C'est exactement ce que je ressens.

>Cela étant, et probablement malheureusement, il est probablement infiniment
>plus "rentable" d'avoir une bonne formation, immédiatement utilisable dans
>la vie, que d'avoir une tête bien faite, et aucune idée de ce que l'on veut
>faire.

C'est certainement plus rentable, mais je pense que ça ne rend pas les gens
plus heureux pour autant. On les forme simplement à être d'efficaces
rouages du système. Et on restreint d'autant leurs capacités à se
satisfaire par eux-mêmes, en se trouvant des centres d'intérêt personnels,
des « jardins secrets ».

Tout n'est pas perdu, cependant. Même aux Etats Unis, royaume du
>"training", on trouve encore deci-dela plein de délicieux intellectuels
>fumeux, qui n'ont rien à envier aux refaiseurs de monde de Saint Germain
>des Près. Il suffi de chercher un peu ;-)

Évidemment, les gens ne sont pas éternellement réductibles de cette façon,
sinon ç'aurait déjà été fait. Qui a dit, déjà : « you can fool everybody
sometimes, you can fool somebody everytimes, but you can't fool everybody
everytimes » [On peut tromper tout le monde un certain temps, on peut
tromper tout le monde un certain temps, mais on ne peut tromper tout le
monde tout le temps*] ?

- **Extrait des données**:
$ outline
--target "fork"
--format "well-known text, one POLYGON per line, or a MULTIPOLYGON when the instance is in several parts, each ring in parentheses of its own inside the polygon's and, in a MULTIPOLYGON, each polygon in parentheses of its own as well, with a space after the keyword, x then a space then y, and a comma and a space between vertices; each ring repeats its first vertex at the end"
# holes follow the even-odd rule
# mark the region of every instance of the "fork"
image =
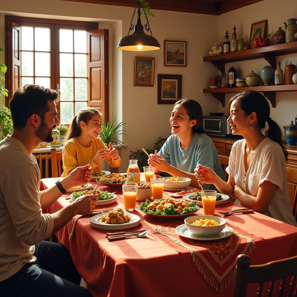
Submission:
POLYGON ((146 236, 150 232, 150 230, 147 230, 140 234, 132 234, 130 235, 125 235, 124 236, 121 236, 120 235, 120 236, 114 235, 113 236, 109 236, 107 238, 107 240, 109 241, 111 241, 112 240, 125 239, 126 238, 131 237, 132 236, 136 236, 137 237, 140 238, 144 237, 146 236))
POLYGON ((232 214, 237 212, 242 212, 243 214, 252 214, 254 212, 254 211, 249 208, 242 208, 241 209, 234 209, 234 210, 231 210, 230 211, 227 211, 227 212, 221 212, 220 211, 219 212, 220 214, 225 216, 229 216, 232 214))

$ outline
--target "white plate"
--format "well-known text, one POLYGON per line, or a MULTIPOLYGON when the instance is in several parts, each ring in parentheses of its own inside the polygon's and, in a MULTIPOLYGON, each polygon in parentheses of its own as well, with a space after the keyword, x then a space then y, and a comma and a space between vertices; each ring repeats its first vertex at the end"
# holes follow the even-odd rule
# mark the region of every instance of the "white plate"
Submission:
POLYGON ((140 217, 134 214, 127 214, 124 213, 125 214, 127 214, 132 219, 132 220, 129 223, 124 223, 124 224, 112 225, 110 224, 105 224, 100 222, 101 217, 106 214, 99 214, 92 217, 90 219, 90 223, 92 226, 97 229, 102 230, 122 230, 123 229, 129 229, 138 226, 140 224, 140 217))
MULTIPOLYGON (((100 171, 101 171, 101 172, 104 172, 104 173, 105 173, 106 175, 105 176, 106 176, 106 175, 110 175, 110 174, 111 174, 111 173, 109 171, 106 171, 105 170, 100 170, 100 171)), ((97 177, 99 177, 99 176, 92 176, 91 178, 91 180, 95 181, 96 180, 96 179, 97 177)), ((100 176, 100 177, 101 177, 100 176)))
MULTIPOLYGON (((72 195, 70 194, 69 197, 71 198, 70 201, 72 202, 73 202, 75 199, 72 198, 72 197, 71 197, 72 195)), ((101 205, 108 205, 108 204, 111 204, 112 203, 115 202, 116 201, 116 195, 115 194, 113 194, 113 198, 110 198, 110 199, 108 199, 107 200, 97 200, 96 206, 100 206, 101 205)))
MULTIPOLYGON (((195 200, 192 200, 189 198, 190 196, 192 196, 195 194, 195 193, 193 194, 193 193, 189 193, 187 194, 185 194, 183 196, 183 198, 186 201, 195 201, 195 200)), ((221 194, 220 193, 217 193, 217 195, 222 195, 222 198, 220 200, 216 201, 216 205, 220 205, 221 204, 225 204, 225 203, 227 203, 229 202, 229 196, 228 195, 221 194)), ((202 202, 197 201, 196 204, 199 206, 202 206, 202 202)))
POLYGON ((73 192, 79 192, 81 191, 82 191, 85 190, 89 190, 92 187, 92 184, 89 183, 88 184, 87 186, 85 188, 83 188, 82 189, 69 189, 67 191, 69 193, 72 193, 73 192))
POLYGON ((189 239, 194 239, 195 240, 216 240, 217 239, 221 239, 232 235, 233 234, 233 229, 231 227, 226 226, 224 229, 216 235, 206 237, 194 235, 187 229, 186 225, 184 224, 178 226, 175 228, 176 233, 179 235, 189 239))

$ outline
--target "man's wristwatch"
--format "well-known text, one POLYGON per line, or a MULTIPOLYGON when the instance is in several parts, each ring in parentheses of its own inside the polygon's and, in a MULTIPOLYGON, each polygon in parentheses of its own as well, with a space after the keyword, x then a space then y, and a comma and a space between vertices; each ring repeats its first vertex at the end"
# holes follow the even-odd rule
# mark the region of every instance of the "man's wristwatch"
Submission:
POLYGON ((67 191, 66 191, 65 189, 62 186, 62 185, 61 184, 61 183, 60 182, 60 181, 58 181, 56 182, 55 183, 57 185, 58 188, 59 189, 60 191, 62 194, 66 194, 67 192, 67 191))

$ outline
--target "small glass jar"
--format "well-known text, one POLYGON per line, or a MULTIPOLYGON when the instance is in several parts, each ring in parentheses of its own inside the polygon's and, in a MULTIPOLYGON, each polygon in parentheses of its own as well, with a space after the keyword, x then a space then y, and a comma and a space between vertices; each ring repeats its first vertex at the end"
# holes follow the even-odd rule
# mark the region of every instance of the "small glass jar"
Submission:
POLYGON ((129 162, 129 166, 127 170, 127 177, 129 177, 131 173, 136 172, 136 174, 132 181, 133 183, 140 182, 140 170, 137 164, 137 160, 130 160, 129 162))

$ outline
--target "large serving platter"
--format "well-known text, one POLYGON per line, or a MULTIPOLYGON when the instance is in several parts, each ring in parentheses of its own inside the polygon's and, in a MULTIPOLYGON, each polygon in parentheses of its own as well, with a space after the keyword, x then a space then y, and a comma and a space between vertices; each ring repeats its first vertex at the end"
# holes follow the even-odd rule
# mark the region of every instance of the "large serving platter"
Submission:
POLYGON ((196 208, 196 210, 195 211, 193 211, 193 212, 190 213, 189 214, 175 214, 171 216, 163 216, 162 214, 150 214, 148 212, 147 212, 146 211, 141 210, 140 208, 139 208, 139 206, 138 206, 138 208, 140 211, 142 211, 144 213, 148 215, 149 216, 151 216, 151 217, 154 217, 155 218, 158 218, 159 219, 169 219, 174 220, 176 219, 182 219, 182 218, 184 218, 186 217, 188 217, 189 216, 192 215, 193 214, 195 213, 198 211, 199 210, 199 206, 198 205, 195 206, 196 208))
POLYGON ((129 223, 124 224, 105 224, 100 221, 101 217, 106 214, 106 213, 99 214, 92 217, 90 219, 90 223, 94 228, 102 230, 123 230, 123 229, 129 229, 138 226, 140 224, 140 217, 134 214, 124 213, 127 214, 131 218, 132 220, 129 223))
POLYGON ((187 229, 185 224, 178 226, 175 228, 175 233, 181 236, 194 240, 216 240, 228 237, 233 234, 233 229, 228 226, 226 226, 218 234, 213 236, 198 236, 194 235, 187 229))
MULTIPOLYGON (((190 199, 189 197, 190 196, 192 196, 195 195, 195 193, 189 193, 187 194, 185 194, 183 196, 183 198, 186 201, 195 201, 195 200, 192 200, 190 199)), ((220 195, 222 196, 222 198, 220 200, 216 201, 216 205, 220 205, 222 204, 225 204, 225 203, 228 203, 229 202, 229 196, 228 195, 225 195, 225 194, 221 194, 220 193, 218 193, 218 195, 220 195)), ((202 201, 197 201, 196 202, 196 204, 199 205, 199 206, 202 206, 202 201)))

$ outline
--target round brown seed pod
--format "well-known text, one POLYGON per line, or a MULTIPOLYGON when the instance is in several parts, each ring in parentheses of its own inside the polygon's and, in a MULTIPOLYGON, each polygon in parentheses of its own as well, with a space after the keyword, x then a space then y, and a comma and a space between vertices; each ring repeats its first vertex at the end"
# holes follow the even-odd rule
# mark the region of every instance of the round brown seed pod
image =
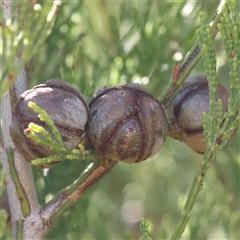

- **Consignes de l'exercice**:
• 1. Recopiez à l'identique le passage du texte fourni qui commence par « Tout n'est pas » et se termine par « le temps*] ? ».
• 2. Pour chacune des affirmations suivantes, indiquez par oui ou par non si elle est conforme au texte fourni, en citant mot pour mot les termes qui permettent de trancher. (a) Une bonne formation rend les gens plus heureux. (b) On trouve encore aux États-Unis des intellectuels fumeux. (c) Les gens peuvent être réduits éternellement de cette façon.

- **Réponses par consigne**:
• 1.
Tout n'est pas perdu, cependant. Même aux Etats Unis, royaume du
>"training", on trouve encore deci-dela plein de délicieux intellectuels
>fumeux, qui n'ont rien à envier aux refaiseurs de monde de Saint Germain
>des Près. Il suffi de chercher un peu ;-)

Évidemment, les gens ne sont pas éternellement réductibles de cette façon,
sinon ç'aurait déjà été fait. Qui a dit, déjà : « you can fool everybody
sometimes, you can fool somebody everytimes, but you can't fool everybody
everytimes » [On peut tromper tout le monde un certain temps, on peut
tromper tout le monde un certain temps, mais on ne peut tromper tout le
monde tout le temps*] ?

• 2.
(a) Non : « ça ne rend pas les gens plus heureux pour autant ».
(b) Oui : « on trouve encore deci-dela plein de délicieux intellectuels ».
(c) Non : « les gens ne sont pas éternellement réductibles de cette façon ».